EXERCISE REQUIREMENTS:
The records follow. Retype them without a single change.

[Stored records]

━━━━━━━━

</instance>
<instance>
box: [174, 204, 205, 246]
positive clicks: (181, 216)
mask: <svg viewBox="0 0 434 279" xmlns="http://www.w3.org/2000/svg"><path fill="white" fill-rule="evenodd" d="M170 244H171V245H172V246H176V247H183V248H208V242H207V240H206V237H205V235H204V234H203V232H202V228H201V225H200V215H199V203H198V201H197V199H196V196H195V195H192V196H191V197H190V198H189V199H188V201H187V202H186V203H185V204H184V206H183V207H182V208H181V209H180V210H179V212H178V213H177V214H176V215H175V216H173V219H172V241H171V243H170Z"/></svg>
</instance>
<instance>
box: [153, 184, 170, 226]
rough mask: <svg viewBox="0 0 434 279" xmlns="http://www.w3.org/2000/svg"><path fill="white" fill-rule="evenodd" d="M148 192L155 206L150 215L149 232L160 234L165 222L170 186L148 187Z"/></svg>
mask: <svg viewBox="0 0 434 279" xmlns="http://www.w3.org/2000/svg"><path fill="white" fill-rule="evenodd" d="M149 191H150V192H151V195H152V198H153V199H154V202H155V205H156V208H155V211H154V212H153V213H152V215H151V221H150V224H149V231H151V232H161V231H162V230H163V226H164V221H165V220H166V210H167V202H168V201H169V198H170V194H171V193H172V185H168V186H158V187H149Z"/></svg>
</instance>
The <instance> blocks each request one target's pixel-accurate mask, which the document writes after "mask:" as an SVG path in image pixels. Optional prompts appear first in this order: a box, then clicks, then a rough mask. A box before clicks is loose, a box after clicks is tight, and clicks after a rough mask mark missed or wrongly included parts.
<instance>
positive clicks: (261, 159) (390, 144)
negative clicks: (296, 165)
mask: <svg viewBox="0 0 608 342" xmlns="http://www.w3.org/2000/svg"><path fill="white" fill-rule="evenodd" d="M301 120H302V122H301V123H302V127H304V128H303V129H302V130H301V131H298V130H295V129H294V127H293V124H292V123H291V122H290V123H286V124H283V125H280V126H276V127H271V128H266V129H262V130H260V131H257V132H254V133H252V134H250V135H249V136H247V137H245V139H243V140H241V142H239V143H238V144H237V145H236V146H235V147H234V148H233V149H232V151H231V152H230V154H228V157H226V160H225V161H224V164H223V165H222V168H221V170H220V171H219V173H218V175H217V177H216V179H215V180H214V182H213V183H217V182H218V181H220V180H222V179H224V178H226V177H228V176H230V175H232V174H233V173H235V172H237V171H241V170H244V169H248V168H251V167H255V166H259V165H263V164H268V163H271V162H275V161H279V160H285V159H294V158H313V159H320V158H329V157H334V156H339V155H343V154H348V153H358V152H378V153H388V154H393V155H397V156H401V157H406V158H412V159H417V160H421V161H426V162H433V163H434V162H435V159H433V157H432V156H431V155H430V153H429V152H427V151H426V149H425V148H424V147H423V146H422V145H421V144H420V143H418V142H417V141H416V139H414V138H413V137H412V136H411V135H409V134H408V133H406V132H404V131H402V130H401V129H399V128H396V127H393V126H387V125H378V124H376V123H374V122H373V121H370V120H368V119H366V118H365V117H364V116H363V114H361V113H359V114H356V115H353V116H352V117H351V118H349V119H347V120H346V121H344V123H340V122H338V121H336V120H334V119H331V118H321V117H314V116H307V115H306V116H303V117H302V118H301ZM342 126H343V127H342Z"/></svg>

━━━━━━━━

EXERCISE OUTPUT:
</instance>
<instance>
box: [174, 204, 205, 246]
positive clicks: (181, 216)
mask: <svg viewBox="0 0 434 279" xmlns="http://www.w3.org/2000/svg"><path fill="white" fill-rule="evenodd" d="M170 244H171V245H172V246H176V247H183V248H208V242H207V240H206V237H205V235H204V234H203V232H202V228H201V225H200V215H199V203H198V201H197V199H196V196H195V195H192V196H191V197H190V198H189V199H188V201H187V202H186V203H185V204H184V206H183V207H182V208H181V209H180V210H179V212H178V213H177V214H176V215H175V216H173V219H172V241H171V243H170Z"/></svg>
</instance>
<instance>
box: [153, 184, 170, 226]
rough mask: <svg viewBox="0 0 434 279" xmlns="http://www.w3.org/2000/svg"><path fill="white" fill-rule="evenodd" d="M148 192L155 206L150 215L149 232L160 234L165 222L170 186L148 187Z"/></svg>
mask: <svg viewBox="0 0 434 279" xmlns="http://www.w3.org/2000/svg"><path fill="white" fill-rule="evenodd" d="M149 191H150V192H151V195H152V198H153V199H154V202H155V205H156V208H155V211H154V212H153V213H152V215H151V221H150V224H149V231H151V232H161V231H162V230H163V226H164V221H165V220H166V210H167V202H168V201H169V198H170V194H171V193H172V185H168V186H158V187H149Z"/></svg>
</instance>
The <instance> blocks each request one target's pixel-accurate mask, which the document writes after "mask:" as an SVG path in image pixels. Optional prompts appear first in this order: a box, then clicks, then a rough mask. A box before clicks is loose, a box after clicks is tight, and clicks after a rough mask mark missed or wrongly included parts.
<instance>
positive clicks: (261, 159) (390, 144)
negative clicks: (296, 165)
mask: <svg viewBox="0 0 608 342" xmlns="http://www.w3.org/2000/svg"><path fill="white" fill-rule="evenodd" d="M301 120H302V122H301V123H302V127H304V128H303V129H302V130H301V131H298V130H295V129H294V127H293V124H292V123H291V122H290V123H286V124H283V125H280V126H276V127H271V128H266V129H262V130H260V131H257V132H254V133H252V134H250V135H249V136H247V137H245V139H243V140H241V142H239V143H238V144H237V145H236V146H235V147H234V148H233V149H232V151H231V152H230V154H228V157H226V160H225V161H224V164H223V165H222V168H221V170H220V171H219V173H218V175H217V177H216V179H215V180H214V182H213V183H217V182H218V181H220V180H222V179H224V178H226V177H228V176H230V175H232V174H233V173H235V172H237V171H241V170H244V169H248V168H251V167H255V166H259V165H263V164H268V163H271V162H275V161H279V160H285V159H294V158H313V159H320V158H329V157H334V156H339V155H343V154H348V153H358V152H378V153H388V154H393V155H397V156H401V157H406V158H412V159H417V160H421V161H426V162H433V163H434V162H435V159H433V157H432V156H431V155H430V153H429V152H427V151H426V149H425V148H424V147H423V146H422V145H421V144H420V143H418V142H417V141H416V139H414V138H413V137H412V136H411V135H409V134H408V133H406V132H404V131H402V130H401V129H399V128H396V127H393V126H387V125H378V124H376V123H374V122H373V121H370V120H368V119H366V118H365V117H364V116H363V114H361V113H359V114H356V115H353V116H352V117H351V118H349V119H347V120H346V121H344V123H340V122H338V121H336V120H334V119H331V118H321V117H314V116H307V115H306V116H303V117H302V118H301ZM342 126H343V127H342Z"/></svg>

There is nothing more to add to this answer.